SUPPLIED INFORMATION
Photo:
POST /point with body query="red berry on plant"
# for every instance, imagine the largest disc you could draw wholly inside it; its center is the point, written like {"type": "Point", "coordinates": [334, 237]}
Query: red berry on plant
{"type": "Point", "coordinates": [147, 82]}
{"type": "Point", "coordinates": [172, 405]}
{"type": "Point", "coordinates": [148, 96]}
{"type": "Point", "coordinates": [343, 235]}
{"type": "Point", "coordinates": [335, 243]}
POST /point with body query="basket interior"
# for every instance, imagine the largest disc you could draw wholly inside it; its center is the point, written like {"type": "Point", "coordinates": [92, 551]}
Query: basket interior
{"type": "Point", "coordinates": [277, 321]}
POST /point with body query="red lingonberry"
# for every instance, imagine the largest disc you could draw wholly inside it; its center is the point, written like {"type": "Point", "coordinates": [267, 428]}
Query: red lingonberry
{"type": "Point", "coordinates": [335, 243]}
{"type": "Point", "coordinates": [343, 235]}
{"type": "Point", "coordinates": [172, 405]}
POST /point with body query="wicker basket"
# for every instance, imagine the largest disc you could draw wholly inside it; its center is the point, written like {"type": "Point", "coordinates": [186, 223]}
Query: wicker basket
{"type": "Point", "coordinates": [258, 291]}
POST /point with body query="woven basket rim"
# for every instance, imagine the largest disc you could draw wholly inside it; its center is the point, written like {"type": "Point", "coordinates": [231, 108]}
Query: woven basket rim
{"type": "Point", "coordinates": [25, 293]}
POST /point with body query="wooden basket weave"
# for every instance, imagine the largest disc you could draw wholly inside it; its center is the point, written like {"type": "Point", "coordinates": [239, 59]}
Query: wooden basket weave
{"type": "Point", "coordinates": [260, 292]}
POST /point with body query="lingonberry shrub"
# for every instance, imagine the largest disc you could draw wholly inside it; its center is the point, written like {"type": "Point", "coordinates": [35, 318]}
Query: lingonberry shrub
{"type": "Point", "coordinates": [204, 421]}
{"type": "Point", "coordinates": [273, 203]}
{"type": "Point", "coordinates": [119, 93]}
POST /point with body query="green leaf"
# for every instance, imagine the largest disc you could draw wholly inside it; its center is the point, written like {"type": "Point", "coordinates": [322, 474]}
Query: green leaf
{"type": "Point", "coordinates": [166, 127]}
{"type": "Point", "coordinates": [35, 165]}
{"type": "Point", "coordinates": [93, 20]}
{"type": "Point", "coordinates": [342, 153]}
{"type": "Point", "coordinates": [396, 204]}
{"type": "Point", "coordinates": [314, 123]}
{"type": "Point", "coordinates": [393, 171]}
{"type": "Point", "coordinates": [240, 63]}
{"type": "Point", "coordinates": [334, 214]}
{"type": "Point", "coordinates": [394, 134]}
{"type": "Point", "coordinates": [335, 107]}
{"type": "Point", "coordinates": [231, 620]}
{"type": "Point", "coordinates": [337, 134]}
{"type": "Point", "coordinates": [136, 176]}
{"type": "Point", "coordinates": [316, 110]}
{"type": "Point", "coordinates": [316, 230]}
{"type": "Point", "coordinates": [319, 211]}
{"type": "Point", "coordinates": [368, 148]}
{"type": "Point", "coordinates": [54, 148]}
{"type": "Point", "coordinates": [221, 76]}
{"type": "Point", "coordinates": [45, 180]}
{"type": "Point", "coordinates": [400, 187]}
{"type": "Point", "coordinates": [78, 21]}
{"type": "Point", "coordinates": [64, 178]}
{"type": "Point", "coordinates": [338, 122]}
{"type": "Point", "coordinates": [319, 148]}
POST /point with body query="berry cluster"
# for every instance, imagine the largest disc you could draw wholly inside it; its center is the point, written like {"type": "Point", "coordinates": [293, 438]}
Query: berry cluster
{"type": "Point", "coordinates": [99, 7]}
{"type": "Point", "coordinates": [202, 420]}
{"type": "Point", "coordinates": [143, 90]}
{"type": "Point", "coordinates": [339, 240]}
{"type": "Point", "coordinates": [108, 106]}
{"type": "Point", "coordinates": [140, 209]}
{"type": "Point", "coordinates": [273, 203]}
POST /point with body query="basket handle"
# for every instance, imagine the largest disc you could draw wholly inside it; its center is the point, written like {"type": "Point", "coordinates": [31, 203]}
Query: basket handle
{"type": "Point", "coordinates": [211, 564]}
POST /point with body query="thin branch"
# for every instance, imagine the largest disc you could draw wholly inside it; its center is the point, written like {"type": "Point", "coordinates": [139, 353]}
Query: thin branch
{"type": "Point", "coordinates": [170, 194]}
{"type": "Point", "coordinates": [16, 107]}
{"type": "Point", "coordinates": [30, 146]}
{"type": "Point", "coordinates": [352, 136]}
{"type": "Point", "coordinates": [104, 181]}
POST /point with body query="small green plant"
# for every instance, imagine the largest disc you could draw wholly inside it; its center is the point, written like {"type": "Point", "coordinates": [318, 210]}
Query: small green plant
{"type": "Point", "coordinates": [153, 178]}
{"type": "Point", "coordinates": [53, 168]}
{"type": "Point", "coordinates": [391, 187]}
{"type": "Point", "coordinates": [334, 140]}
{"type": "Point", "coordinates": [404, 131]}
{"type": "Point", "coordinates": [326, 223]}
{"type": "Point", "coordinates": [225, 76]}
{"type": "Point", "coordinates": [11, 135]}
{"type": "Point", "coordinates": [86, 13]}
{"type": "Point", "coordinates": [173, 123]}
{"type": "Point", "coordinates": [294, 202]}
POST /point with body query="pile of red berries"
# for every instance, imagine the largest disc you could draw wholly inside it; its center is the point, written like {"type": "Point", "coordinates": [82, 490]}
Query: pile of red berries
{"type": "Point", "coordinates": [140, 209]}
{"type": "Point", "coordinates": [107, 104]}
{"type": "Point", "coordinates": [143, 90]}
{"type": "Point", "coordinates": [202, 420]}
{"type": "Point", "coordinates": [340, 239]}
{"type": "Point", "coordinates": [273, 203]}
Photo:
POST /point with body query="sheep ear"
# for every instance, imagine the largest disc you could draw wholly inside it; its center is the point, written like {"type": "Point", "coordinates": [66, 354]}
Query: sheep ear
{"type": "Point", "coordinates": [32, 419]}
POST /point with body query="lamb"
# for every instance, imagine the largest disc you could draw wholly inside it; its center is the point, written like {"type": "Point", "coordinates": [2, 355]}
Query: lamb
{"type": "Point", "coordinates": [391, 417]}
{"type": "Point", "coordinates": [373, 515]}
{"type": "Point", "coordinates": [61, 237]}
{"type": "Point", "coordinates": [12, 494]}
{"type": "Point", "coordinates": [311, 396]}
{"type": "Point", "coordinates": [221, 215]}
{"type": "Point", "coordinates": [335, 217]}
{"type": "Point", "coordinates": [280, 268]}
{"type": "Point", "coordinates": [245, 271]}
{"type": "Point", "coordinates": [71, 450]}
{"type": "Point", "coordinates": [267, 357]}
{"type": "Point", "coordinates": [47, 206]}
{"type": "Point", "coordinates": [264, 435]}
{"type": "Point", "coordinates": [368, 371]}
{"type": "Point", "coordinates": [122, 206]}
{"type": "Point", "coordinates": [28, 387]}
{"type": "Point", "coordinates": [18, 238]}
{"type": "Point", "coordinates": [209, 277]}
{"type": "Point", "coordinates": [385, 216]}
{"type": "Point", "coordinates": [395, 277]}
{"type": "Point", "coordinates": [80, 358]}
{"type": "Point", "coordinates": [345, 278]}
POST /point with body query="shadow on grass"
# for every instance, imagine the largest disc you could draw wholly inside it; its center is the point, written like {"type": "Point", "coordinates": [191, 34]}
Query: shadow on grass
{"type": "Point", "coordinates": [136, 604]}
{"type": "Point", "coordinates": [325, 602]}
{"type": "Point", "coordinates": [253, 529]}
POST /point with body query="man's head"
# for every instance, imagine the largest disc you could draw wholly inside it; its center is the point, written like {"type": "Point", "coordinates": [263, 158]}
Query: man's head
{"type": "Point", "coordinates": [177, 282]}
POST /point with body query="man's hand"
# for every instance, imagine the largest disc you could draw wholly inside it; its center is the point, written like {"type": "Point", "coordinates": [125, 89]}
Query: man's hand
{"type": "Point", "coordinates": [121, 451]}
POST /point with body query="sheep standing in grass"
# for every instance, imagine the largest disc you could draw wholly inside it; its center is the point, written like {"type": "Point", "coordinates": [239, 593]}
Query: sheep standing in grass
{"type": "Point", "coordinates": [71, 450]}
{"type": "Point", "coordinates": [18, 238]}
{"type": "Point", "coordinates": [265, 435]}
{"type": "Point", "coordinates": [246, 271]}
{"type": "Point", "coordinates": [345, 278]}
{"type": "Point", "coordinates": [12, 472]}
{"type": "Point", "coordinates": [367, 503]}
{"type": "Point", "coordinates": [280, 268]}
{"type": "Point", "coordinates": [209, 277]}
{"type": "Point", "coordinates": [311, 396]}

THE PROBLEM
Which lines in the items above contain the word "shadow"? Copy each of those lines in full and keep their original order.

COMPLETED EXERCISE
POST /point with body query="shadow on grass"
Query: shadow on grass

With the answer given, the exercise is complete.